§ Selected passage
^^^^^^^^^^^^^^^^

# Verizon coming....?



## Harp (Jul 18, 2012)

Not sure if this has been posted but thought I would start it.

I personally welcome Verizon coming to Canada. All that the big 3 current Canadian players in the cell market are concerned with is their bottom line. I applaud someone like Verizon coming in and offering a cheaper option! 

Bell, Rogers and Telus all are using the "not Canadian" excuse. Give me a break. Since when did they care about being Canadian until now. 

Providers like Koodoo and Wind can offer cheaper options and the big 3 can also they just don't.

Come north Verizon!


----------



## fatcat (Nov 11, 2009)

http://www.bnn.ca/News/2013/8/22/Fo...ly-to-trigger-price-war-in-Canada-Moodys.aspx
we will likely see a battle based on service according to this article

the big 3 are in a position to offer bundling and verspizon can't really compete in this area
plues they have a lot of work to do to build out their network

i have no problem with competition 
i just don't think that a company with 3x the market cap of the big 3 combined deserves advantaged pricing

let them all bid for spectrum on an equal basis
and don't force the big 3 to share their infrastructure with verspizon


----------



## alingva (Aug 17, 2013)

an interesting interview with BC minister about Verison coming issue (Industry Minister James Moore – Talks Telecom, Venture Regulations, Tariffs and Free Trade.)
http://talkdigitalnetwork.com/2013/08/this-week-in-money-97/


----------



## Spudd (Oct 11, 2011)

Harp said:


> Providers like Koodoo and Wind can offer cheaper options and the big 3 can also they just don't.


Koodoo is actually owned by Telus. Additionally, I only pay $11/mo including tax for my cell service with Rogers (pay-go), so there are already some cheaper options out there. 

Anyways, on the overall theme of your post I am in agreement. I think more competition can only be good, and I hope Verizon gets to come.


----------



## My Own Advisor (Sep 24, 2012)

More competition is a good thing. Anyone buying VZ of late?


----------



## Cal (Jun 17, 2009)

Harp said:


> All that the big 3 current Canadian players in the cell market are concerned with is their bottom line.
> 
> Providers like Koodoo and Wind can offer cheaper options and the big 3 can also they just don't.


Ummm...you don't think Verizon cares if they make a profit?

Also, I believe Telus still owns Koodoo, same for Rogers and Fido. They each have a low cost child company of sorts.

If I bought Verizon it would't be because of its potential expansion into the Canadian wireless market. Our market is too small in comparison to what their company already operates with its network. Especially as they are only after the Windsor-Quebec City corridor and Vancouver markets.

VZ will be able to offer lower prices on devices, but the big 3 have bundling discounts.\

There is more information posted in the Equities section on this topic.


----------



## Rusty O'Toole (Feb 1, 2012)

Don't they have the phones no one can hear? I seem to recall years and years of ads of some poor ******* going "can you hear me now? can you hear me now?". I don't think he ever got through.

^^^^^^^^^^^^^^^^

§ Extracted data
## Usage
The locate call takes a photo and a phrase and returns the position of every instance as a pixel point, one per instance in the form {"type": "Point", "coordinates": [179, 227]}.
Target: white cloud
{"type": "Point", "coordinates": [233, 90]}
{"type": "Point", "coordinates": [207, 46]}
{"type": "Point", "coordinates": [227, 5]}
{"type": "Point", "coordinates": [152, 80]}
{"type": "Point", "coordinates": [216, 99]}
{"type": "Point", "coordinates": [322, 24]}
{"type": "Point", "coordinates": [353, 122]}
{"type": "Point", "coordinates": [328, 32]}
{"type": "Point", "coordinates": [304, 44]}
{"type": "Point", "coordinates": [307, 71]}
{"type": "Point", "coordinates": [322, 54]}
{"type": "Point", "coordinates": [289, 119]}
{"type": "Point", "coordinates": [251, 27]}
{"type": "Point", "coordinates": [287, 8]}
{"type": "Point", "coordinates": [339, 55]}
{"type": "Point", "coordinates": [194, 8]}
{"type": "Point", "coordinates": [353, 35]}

^^^^^^^^^^^^^^^^

§ Tasks for this exercise
a) Reproduce the records on the locate call word for word, every line of them.
b) Carry on the forum thread about Verizon coming to Canada from its last post onward.
The forum thread and the records come from unrelated sources.

§ Expected responses
a)
## Usage
The locate call takes a photo and a phrase and returns the position of every instance as a pixel point, one per instance in the form {"type": "Point", "coordinates": [179, 227]}.
Target: white cloud
{"type": "Point", "coordinates": [233, 90]}
{"type": "Point", "coordinates": [207, 46]}
{"type": "Point", "coordinates": [227, 5]}
{"type": "Point", "coordinates": [152, 80]}
{"type": "Point", "coordinates": [216, 99]}
{"type": "Point", "coordinates": [322, 24]}
{"type": "Point", "coordinates": [353, 122]}
{"type": "Point", "coordinates": [328, 32]}
{"type": "Point", "coordinates": [304, 44]}
{"type": "Point", "coordinates": [307, 71]}
{"type": "Point", "coordinates": [322, 54]}
{"type": "Point", "coordinates": [289, 119]}
{"type": "Point", "coordinates": [251, 27]}
{"type": "Point", "coordinates": [287, 8]}
{"type": "Point", "coordinates": [339, 55]}
{"type": "Point", "coordinates": [194, 8]}
{"type": "Point", "coordinates": [353, 35]}

b)
----------



## kcowan (Jul 1, 2010)

Spudd said:


> Koodoo is actually owned by Telus. Additionally, I only pay $11/mo including tax for my cell service with Rogers (pay-go), so there are already some cheaper options out there.
> 
> Anyways, on the overall theme of your post I am in agreement. I think more competition can only be good, and I hope Verizon gets to come.


Also Rogers offers a contribution holiday for $100 for 12 months on Paygo. Because we snowbird for 6 months, we usually use it every 2 years.


----------



## marina628 (Dec 14, 2010)

I bought vz a while ago and recently added to it but I bought for long term in my retirement account.


----------



## sylyconvalley (Apr 22, 2013)

Spudd said:


> Koodoo is actually owned by Telus. Additionally, I only pay $11/mo including tax for my cell service with Rogers (pay-go), so there are already some cheaper options out there.
> 
> Anyways, on the overall theme of your post I am in agreement. I think more competition can only be good, and I hope Verizon gets to come.


hmmm
you pay 11bux/ month.
and how much u pay / minute?


----------



## kcowan (Jul 1, 2010)

sylyconvalley said:


> hmmm
> you pay 11bux/ month.
> and how much u pay / minute?


25 cents/minute
LD is 50 cents/min all in
Voicemail is also 50 cents/minute: 25 in and 25 out.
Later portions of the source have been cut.